DIRECTIVE 1:
For each statement below, please say yes or no according to the association rule mining text, and quote the words from it that decide the answer. (a) FP Growth is listed as an algorithm for association rule mining. (b) The post explains the data mining process on a numeric data set. (c) Support is the ratio of a particular object's observation count to the total count.

TEXT PROVIDED:

Contents

Introduction
Association Rule Mining
Association Rule Mining on Titanic Data
Algorithm Evaluation
References

Introduction

In real world, We deal with various types of data for example date, currency, stock rate, categories and rank. These are all not same data types and also not easy to associate these all in single line information. There are lot of methods in Data Mining to extract the association or information from the complex data. Some methods are,

Classification
Estimation
Prediction
Affinity Grouping or Association Rules
Clustering
Anomaly Detection

In this post, I tried to explain the data mining process on Nominal Data Set.
The technique to extract the interesting information from Nominal data or Categorical data is Association Rule Mining. —

Association Rules Mining

Algorithms:

Apriori
FP Growth

Parameters:

Support
- Ratio of the particular Object observation count to the total count.

DIRECTIVE 2:
Write out the records word for word, starting at the line that contains "In the photo above, where can the oar" and continuing through the last line of the records.

RECORD LIST:
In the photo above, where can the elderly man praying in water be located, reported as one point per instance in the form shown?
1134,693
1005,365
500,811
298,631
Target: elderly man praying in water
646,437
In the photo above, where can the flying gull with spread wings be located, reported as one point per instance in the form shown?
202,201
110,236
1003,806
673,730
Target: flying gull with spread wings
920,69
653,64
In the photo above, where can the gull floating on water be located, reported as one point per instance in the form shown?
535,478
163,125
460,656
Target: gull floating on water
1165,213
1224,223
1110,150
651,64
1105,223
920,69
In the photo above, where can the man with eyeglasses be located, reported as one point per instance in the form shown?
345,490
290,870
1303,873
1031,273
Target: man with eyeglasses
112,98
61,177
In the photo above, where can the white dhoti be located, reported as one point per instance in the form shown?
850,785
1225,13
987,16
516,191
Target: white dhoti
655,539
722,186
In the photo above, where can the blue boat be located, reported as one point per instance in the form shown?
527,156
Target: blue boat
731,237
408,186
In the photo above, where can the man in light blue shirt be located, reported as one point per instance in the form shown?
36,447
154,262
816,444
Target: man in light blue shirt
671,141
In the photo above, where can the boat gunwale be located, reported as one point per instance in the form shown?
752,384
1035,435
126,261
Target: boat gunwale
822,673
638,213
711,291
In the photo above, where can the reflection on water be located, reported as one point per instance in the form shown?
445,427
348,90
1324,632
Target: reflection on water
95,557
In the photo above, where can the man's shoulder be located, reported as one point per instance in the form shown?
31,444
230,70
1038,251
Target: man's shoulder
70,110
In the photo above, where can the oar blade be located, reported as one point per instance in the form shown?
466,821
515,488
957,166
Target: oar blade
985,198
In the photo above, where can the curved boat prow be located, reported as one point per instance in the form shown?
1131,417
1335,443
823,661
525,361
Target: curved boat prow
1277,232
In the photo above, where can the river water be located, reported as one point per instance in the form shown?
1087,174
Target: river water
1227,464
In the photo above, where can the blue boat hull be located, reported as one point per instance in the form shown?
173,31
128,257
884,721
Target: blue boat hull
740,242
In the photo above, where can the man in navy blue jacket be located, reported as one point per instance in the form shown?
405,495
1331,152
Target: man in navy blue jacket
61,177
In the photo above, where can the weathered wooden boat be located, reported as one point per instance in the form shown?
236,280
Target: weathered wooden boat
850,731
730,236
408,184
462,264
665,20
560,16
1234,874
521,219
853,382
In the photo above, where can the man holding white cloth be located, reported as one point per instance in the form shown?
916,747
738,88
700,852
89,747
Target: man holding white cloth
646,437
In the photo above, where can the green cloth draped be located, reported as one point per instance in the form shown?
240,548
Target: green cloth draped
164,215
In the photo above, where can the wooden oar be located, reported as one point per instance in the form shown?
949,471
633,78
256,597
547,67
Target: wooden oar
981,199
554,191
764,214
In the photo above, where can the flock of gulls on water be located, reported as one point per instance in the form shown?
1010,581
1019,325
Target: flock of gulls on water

RESPONSE 1:
(a) Yes: "FP Growth"
(b) No: "In this post, I tried to explain the data mining process on Nominal Data Set."
(c) Yes: "Ratio of the particular Object observation count to the total count."

RESPONSE 2:
In the photo above, where can the oar blade be located, reported as one point per instance in the form shown?
466,821
515,488
957,166
Target: oar blade
985,198
In the photo above, where can the curved boat prow be located, reported as one point per instance in the form shown?
1131,417
1335,443
823,661
525,361
Target: curved boat prow
1277,232
In the photo above, where can the river water be located, reported as one point per instance in the form shown?
1087,174
Target: river water
1227,464
In the photo above, where can the blue boat hull be located, reported as one point per instance in the form shown?
173,31
128,257
884,721
Target: blue boat hull
740,242
In the photo above, where can the man in navy blue jacket be located, reported as one point per instance in the form shown?
405,495
1331,152
Target: man in navy blue jacket
61,177
In the photo above, where can the weathered wooden boat be located, reported as one point per instance in the form shown?
236,280
Target: weathered wooden boat
850,731
730,236
408,184
462,264
665,20
560,16
1234,874
521,219
853,382
In the photo above, where can the man holding white cloth be located, reported as one point per instance in the form shown?
916,747
738,88
700,852
89,747
Target: man holding white cloth
646,437
In the photo above, where can the green cloth draped be located, reported as one point per instance in the form shown?
240,548
Target: green cloth draped
164,215
In the photo above, where can the wooden oar be located, reported as one point per instance in the form shown?
949,471
633,78
256,597
547,67
Target: wooden oar
981,199
554,191
764,214
In the photo above, where can the flock of gulls on water be located, reported as one point per instance in the form shown?
1010,581
1019,325
Target: flock of gulls on water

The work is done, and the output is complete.